◆ WORK TO COMPLETE
In the rows below, switch every "snug" to "tight" and give all the lines again with nothing else changed.

◆ DATA FOR PROCESSING
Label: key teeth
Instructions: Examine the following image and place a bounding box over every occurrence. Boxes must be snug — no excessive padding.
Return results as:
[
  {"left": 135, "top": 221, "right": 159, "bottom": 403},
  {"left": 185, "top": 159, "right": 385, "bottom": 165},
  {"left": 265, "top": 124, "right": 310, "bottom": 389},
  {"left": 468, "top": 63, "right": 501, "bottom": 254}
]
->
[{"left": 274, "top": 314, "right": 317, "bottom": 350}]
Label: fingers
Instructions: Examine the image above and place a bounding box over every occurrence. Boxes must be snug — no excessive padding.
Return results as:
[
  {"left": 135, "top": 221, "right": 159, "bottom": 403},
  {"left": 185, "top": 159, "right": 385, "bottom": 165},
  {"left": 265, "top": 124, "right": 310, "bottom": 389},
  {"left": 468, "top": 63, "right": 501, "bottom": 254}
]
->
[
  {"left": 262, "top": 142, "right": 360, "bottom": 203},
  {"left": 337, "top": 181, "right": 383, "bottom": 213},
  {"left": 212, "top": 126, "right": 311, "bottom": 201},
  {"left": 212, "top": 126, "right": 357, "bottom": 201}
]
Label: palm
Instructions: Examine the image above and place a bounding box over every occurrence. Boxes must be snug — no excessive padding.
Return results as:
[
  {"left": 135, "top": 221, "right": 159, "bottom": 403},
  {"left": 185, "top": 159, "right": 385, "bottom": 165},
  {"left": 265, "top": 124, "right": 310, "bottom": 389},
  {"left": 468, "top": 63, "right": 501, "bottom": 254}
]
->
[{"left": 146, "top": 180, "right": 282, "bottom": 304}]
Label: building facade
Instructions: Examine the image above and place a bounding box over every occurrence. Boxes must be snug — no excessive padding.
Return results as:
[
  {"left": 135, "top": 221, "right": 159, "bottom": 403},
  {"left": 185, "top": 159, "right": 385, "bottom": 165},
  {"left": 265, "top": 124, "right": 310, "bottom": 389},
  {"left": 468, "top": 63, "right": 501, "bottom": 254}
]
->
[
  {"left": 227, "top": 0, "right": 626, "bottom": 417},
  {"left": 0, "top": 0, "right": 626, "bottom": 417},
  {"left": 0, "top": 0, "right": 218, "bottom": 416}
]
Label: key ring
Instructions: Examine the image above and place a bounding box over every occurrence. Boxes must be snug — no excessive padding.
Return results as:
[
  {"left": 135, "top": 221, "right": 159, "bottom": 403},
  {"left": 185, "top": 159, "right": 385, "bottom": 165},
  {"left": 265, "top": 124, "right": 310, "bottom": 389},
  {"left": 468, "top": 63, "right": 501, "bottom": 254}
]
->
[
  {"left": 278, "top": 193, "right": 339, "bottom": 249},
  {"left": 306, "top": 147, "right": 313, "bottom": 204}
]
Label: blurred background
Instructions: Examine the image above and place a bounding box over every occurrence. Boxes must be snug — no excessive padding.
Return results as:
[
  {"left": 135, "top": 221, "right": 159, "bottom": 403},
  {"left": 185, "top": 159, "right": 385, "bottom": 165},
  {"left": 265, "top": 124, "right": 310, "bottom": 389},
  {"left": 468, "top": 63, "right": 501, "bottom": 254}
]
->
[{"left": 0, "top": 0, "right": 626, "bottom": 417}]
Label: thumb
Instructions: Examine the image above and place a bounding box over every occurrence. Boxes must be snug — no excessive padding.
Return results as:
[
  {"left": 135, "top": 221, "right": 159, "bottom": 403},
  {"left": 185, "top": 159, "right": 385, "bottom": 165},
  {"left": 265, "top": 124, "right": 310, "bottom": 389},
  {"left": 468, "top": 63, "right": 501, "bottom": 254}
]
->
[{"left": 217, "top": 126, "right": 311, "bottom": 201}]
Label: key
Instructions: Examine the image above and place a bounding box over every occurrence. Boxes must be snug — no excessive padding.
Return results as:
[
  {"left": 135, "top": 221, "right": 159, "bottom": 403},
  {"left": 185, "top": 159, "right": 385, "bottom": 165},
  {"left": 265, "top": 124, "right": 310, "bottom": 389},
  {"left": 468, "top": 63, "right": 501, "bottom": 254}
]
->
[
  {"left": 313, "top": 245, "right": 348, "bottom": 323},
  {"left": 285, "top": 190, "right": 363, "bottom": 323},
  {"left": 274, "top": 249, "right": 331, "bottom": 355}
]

◆ EXERCISE RESPONSE
Label: key teeth
Instructions: Examine the following image and place a bounding box over every occurrence. Boxes must be tight — no excessive padding.
Return results as:
[
  {"left": 135, "top": 221, "right": 159, "bottom": 403},
  {"left": 185, "top": 159, "right": 385, "bottom": 165},
  {"left": 265, "top": 124, "right": 310, "bottom": 389},
  {"left": 468, "top": 63, "right": 501, "bottom": 254}
]
->
[{"left": 274, "top": 314, "right": 317, "bottom": 350}]
Label: fingers
Instructions: Examine the image above and place a bounding box over every occurrence. Boxes must be tight — no excessive padding.
Return results as:
[
  {"left": 135, "top": 221, "right": 159, "bottom": 403},
  {"left": 185, "top": 159, "right": 385, "bottom": 165},
  {"left": 265, "top": 124, "right": 310, "bottom": 389},
  {"left": 468, "top": 63, "right": 501, "bottom": 254}
]
->
[
  {"left": 262, "top": 142, "right": 360, "bottom": 203},
  {"left": 337, "top": 181, "right": 383, "bottom": 213},
  {"left": 212, "top": 126, "right": 311, "bottom": 201},
  {"left": 212, "top": 126, "right": 357, "bottom": 201}
]
Label: palm
Instructions: Examine the image above and place a bounding box over every occurrence. Boxes must be tight — no excessive padding.
Return results as:
[
  {"left": 135, "top": 221, "right": 159, "bottom": 403},
  {"left": 185, "top": 159, "right": 385, "bottom": 165},
  {"left": 265, "top": 124, "right": 310, "bottom": 389},
  {"left": 468, "top": 63, "right": 501, "bottom": 254}
]
->
[{"left": 146, "top": 180, "right": 282, "bottom": 304}]
Label: building facade
Instructions: Examine the image above and place a bounding box over every occurrence. Boxes must be tight — no excessive padding.
Return results as:
[
  {"left": 135, "top": 221, "right": 159, "bottom": 403},
  {"left": 185, "top": 159, "right": 385, "bottom": 165},
  {"left": 265, "top": 124, "right": 310, "bottom": 389},
  {"left": 468, "top": 63, "right": 501, "bottom": 254}
]
->
[
  {"left": 227, "top": 0, "right": 626, "bottom": 417},
  {"left": 0, "top": 0, "right": 626, "bottom": 417},
  {"left": 0, "top": 0, "right": 218, "bottom": 416}
]
Label: key ring
Instructions: Examine the image above and place a bounding box over every occurrence. Boxes must be tight — no excessive padding.
Return results as:
[
  {"left": 135, "top": 221, "right": 159, "bottom": 403},
  {"left": 185, "top": 159, "right": 385, "bottom": 165},
  {"left": 265, "top": 124, "right": 310, "bottom": 389},
  {"left": 468, "top": 63, "right": 501, "bottom": 254}
]
->
[
  {"left": 278, "top": 193, "right": 339, "bottom": 249},
  {"left": 306, "top": 147, "right": 313, "bottom": 204}
]
Label: blurred background
Instructions: Examine the image above and place a bounding box over every occurrence. Boxes must be tight — no excessive padding.
Return results as:
[
  {"left": 135, "top": 221, "right": 159, "bottom": 403},
  {"left": 185, "top": 159, "right": 385, "bottom": 165},
  {"left": 265, "top": 124, "right": 310, "bottom": 389},
  {"left": 468, "top": 63, "right": 501, "bottom": 254}
]
->
[{"left": 0, "top": 0, "right": 626, "bottom": 417}]
Label: thumb
Instructions: Examine the image above and place a bounding box over every occurrence. Boxes must be tight — no excessive padding.
Return results as:
[
  {"left": 135, "top": 221, "right": 159, "bottom": 403},
  {"left": 185, "top": 159, "right": 385, "bottom": 165},
  {"left": 265, "top": 124, "right": 310, "bottom": 389},
  {"left": 468, "top": 63, "right": 501, "bottom": 254}
]
->
[{"left": 217, "top": 126, "right": 311, "bottom": 201}]
Label: key
Instructions: Examine the image above and place a bounding box over every occurrence. Boxes must be tight — no excessive padding.
Return results as:
[
  {"left": 135, "top": 221, "right": 159, "bottom": 403},
  {"left": 185, "top": 159, "right": 385, "bottom": 165},
  {"left": 265, "top": 124, "right": 310, "bottom": 389},
  {"left": 468, "top": 63, "right": 501, "bottom": 254}
]
->
[
  {"left": 313, "top": 245, "right": 348, "bottom": 323},
  {"left": 285, "top": 190, "right": 363, "bottom": 323},
  {"left": 274, "top": 249, "right": 331, "bottom": 355}
]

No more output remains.